▶ **DA SVOLGERE**
1) Riporti fedelmente, dall'estratto sull'incontro di Jackson Hole, il tratto che va da "Apparentemente, i banchieri" fino a "la corsa dell’euro.".
2) Stabilisca se ciascuna delle seguenti affermazioni concorda con l'estratto sull'incontro di Jackson Hole, rispondendo sì o no e citando fedelmente le parole del testo che lo decidono: (a) Draghi partecipa all'incontro nel Wyoming per la prima volta come presidente della Bce; (b) la Banca d'Inghilterra si presenta a Jackson Hole con un messaggio da "colomba"; (c) Draghi aveva accolto con favore i primi segnali di Bernanke sulla fine delle politiche iper-accomodanti.

▶ **ESTRATTO DEL TESTO**
Una politica restrittiva sul dollaro aiuterebbe l’euro

di TONIA MASTROBUONI

BERLINO – Il primo discorso di Janet Yellen al simposio di Jackson Hole, oggi, sarà importante per almeno due motivi. Nonostante il titolo accademico – «riesaminando le dinamiche del mercato del lavoro» – la numero uno della Federal reserve darà indicazioni sulle sue prossime mosse di politica monetaria. Ma sarà Mario Draghi, anche lui atteso all’incontro annuale dei banchieri centrali nel Wyoming per la prima volta come presidente della Bce, ad ascoltarla con particolare interesse. Perché le decisioni della Fed – i tempi del rialzo dei tassi di interesse – influenzeranno la traiettoria della Bce. Se Yellen si mostrerà “falco”, se farà capire che intende accelerare sull’aumento del costo del denaro, la reazione sarà un rafforzamento del dollaro contro l’euro: lo scenario maggiormente auspicato da Draghi.

Il numero uno dell’Eurotower, dal canto suo, ribadirà che la Bce, in un momento in cui i dati economici sollevano dubbi sulla fondatezza delle attese per una ripresa prima della fine dell’anno e la deflazione sta lambendo anche i Paesi più grandi, resta accomodante. Draghi farà capire che la Bce è pronta ad andare anche oltre le misure annunciate a giugno, a imbracciare un nuovo bazooka dopo lo scudo anti-spread del 2012, ossia il quantitative easing, l’acquisto massiccio di titoli pubblici e privati.

Apparentemente, i banchieri centrali si presentano a Jackson Hole divisi. Fed e Banca d’Inghilterra, forti dei dati economici incoraggianti, vanno verso mosse restrittive, la Bce arriva con un messaggio da “colomba”: la promessa di mantenere i tassi bassi molto a lungo e aggiungere altre armi all’arsenale delle misure straordinarie.

Di solito, la schizofrenia nel tono e nei tempi tra banche centrali crea guai e, in effetti, ai primi segnali del predecessore di Yellen, Ben Bernanke, di una fine delle politiche iper-accomodanti, Draghi aveva reagito con irritazione, ritenendo l’annuncio prematuro. Oggi, invece, a causa della situazione sui mercati valutari, un cenno ulteriore in quella direzione da parte della Fed aiuterebbe la Bce perché fermerebbe la corsa dell’euro.

▶ **DATI MOSTRATI**
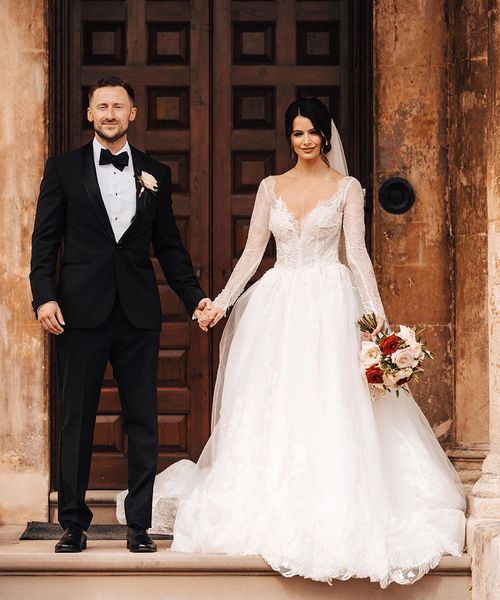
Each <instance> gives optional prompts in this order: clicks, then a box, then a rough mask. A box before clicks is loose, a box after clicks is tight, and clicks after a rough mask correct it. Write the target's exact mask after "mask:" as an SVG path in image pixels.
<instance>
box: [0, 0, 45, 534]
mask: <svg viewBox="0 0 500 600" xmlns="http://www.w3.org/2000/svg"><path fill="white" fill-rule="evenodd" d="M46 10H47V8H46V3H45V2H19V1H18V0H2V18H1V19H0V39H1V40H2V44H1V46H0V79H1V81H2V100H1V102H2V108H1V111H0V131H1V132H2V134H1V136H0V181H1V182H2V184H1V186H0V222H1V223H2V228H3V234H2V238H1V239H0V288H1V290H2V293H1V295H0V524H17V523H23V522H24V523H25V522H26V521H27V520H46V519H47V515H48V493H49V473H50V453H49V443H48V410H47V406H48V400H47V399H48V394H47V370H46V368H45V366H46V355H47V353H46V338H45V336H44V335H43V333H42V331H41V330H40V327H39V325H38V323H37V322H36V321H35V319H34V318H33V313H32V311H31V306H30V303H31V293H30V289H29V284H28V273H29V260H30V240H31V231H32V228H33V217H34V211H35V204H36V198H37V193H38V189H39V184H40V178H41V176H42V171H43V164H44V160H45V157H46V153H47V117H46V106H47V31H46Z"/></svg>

▶ **RISPOSTE AI COMPITI**
1)
Apparentemente, i banchieri centrali si presentano a Jackson Hole divisi. Fed e Banca d’Inghilterra, forti dei dati economici incoraggianti, vanno verso mosse restrittive, la Bce arriva con un messaggio da “colomba”: la promessa di mantenere i tassi bassi molto a lungo e aggiungere altre armi all’arsenale delle misure straordinarie.

Di solito, la schizofrenia nel tono e nei tempi tra banche centrali crea guai e, in effetti, ai primi segnali del predecessore di Yellen, Ben Bernanke, di una fine delle politiche iper-accomodanti, Draghi aveva reagito con irritazione, ritenendo l’annuncio prematuro. Oggi, invece, a causa della situazione sui mercati valutari, un cenno ulteriore in quella direzione da parte della Fed aiuterebbe la Bce perché fermerebbe la corsa dell’euro.

2)
(a) Sì: «anche lui atteso all’incontro annuale dei banchieri centrali nel Wyoming per la prima volta come presidente della Bce».
(b) No: «Fed e Banca d’Inghilterra, forti dei dati economici incoraggianti, vanno verso mosse restrittive».
(c) No: «Draghi aveva reagito con irritazione, ritenendo l’annuncio prematuro».